■ Consigne: Recopiez sans aucune modification le passage du texte sur l'album Animals qui va de « En pleines crises » à « de s’engager davantage. ».

■ Texte fourni:
==*==

En pleines crises économique et sociale, l’Angleterre des mid-seventies offre deux alternatives au peuple britannique : Margaret THATCHER, devenue leader des conservateurs en 1975 ou – pour les plus jeunes – la rébellion. Celle-ci se manifeste notamment à travers le mouvement punk, dont le mot de ralliement est précisément no future. Pour Roger WATERS, qui va conforter son influence et son autorité sur les autres membres du Floyd (il écrit la totalité des paroles d’Animals, compose 4 des 5 plages du disque et assure – pour la première fois – le chant), le moment est venu de s’engager davantage.
Pour cela, il s’inspire de La Ferme des animaux de George ORWELL (l’auteur de 1984), afin de se livrer à une attaque en règle du capitalisme. WATERS divise la société libérale en trois classes : les cochons, qui représentent les capitalistes, caste dirigeante corrompue qui détient les outils de production et incarne la réussite sociale ; les chiens, symbole de la petite et moyenne bourgeoisie, qui aspire à accéder un jour au stade supérieur ; et les moutons, immense masse prolétarienne qui n’a d’autre choix que d’obéir aux cochons et aux chiens. David GILMOUR restera assez réservé sur la vision sociale intransigeante de son partenaire…
Musicalement, le 10ème album studio de PINK FLOYD se démarque de ses prédécesseurs par un rock brut sans fioritures, qui traduit l’indignation et la colère de Roger WATERS devant l’état de l’Angleterre telle qu’elle est devenue. Dans une interview publiée en 1994, David GILMOUR affirme avoir été la "première force musicale" pour Animals, tandis que Roger en a été "le déclencheur et le parolier".

==*==

■ Extraits de fiches d'annotation:
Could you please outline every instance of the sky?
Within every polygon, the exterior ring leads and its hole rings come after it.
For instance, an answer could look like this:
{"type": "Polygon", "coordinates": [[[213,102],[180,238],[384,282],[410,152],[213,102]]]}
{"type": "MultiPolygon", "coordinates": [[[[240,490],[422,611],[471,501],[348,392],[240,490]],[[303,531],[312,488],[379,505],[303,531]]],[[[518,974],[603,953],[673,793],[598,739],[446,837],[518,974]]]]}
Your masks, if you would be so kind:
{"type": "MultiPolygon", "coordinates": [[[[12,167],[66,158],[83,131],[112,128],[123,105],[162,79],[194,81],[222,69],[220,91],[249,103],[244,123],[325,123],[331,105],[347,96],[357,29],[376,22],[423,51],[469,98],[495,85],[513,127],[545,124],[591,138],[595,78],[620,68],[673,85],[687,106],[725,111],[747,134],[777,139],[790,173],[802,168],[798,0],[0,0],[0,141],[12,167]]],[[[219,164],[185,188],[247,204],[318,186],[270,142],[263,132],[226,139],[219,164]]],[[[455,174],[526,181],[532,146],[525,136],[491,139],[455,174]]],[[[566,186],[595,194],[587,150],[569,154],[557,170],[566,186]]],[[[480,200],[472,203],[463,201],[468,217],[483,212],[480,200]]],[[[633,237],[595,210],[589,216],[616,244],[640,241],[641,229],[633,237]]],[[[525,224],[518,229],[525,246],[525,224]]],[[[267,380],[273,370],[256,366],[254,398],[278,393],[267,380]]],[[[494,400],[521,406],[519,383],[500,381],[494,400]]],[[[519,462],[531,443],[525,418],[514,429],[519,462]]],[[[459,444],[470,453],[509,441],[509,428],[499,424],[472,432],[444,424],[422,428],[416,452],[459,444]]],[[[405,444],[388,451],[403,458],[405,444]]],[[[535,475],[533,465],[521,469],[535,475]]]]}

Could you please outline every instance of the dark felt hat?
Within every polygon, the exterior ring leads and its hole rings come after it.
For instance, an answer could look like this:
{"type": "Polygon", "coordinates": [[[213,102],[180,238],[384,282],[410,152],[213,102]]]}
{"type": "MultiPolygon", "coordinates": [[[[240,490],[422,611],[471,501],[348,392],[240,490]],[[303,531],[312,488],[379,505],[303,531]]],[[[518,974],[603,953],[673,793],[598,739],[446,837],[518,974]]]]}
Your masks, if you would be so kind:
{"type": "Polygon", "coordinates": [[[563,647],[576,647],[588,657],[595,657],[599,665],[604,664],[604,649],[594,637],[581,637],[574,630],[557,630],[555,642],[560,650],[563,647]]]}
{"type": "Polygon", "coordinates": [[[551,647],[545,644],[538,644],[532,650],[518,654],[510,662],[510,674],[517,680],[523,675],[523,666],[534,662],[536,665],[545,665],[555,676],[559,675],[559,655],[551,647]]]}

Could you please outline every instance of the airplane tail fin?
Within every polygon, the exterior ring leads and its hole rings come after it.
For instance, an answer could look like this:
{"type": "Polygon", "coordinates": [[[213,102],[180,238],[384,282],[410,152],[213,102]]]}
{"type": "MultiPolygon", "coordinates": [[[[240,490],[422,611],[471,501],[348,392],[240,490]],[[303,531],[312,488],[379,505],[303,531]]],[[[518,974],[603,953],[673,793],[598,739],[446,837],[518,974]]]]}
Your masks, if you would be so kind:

==*==

■ Corrigé détaillé:
En pleines crises économique et sociale, l’Angleterre des mid-seventies offre deux alternatives au peuple britannique : Margaret THATCHER, devenue leader des conservateurs en 1975 ou – pour les plus jeunes – la rébellion. Celle-ci se manifeste notamment à travers le mouvement punk, dont le mot de ralliement est précisément no future. Pour Roger WATERS, qui va conforter son influence et son autorité sur les autres membres du Floyd (il écrit la totalité des paroles d’Animals, compose 4 des 5 plages du disque et assure – pour la première fois – le chant), le moment est venu de s’engager davantage.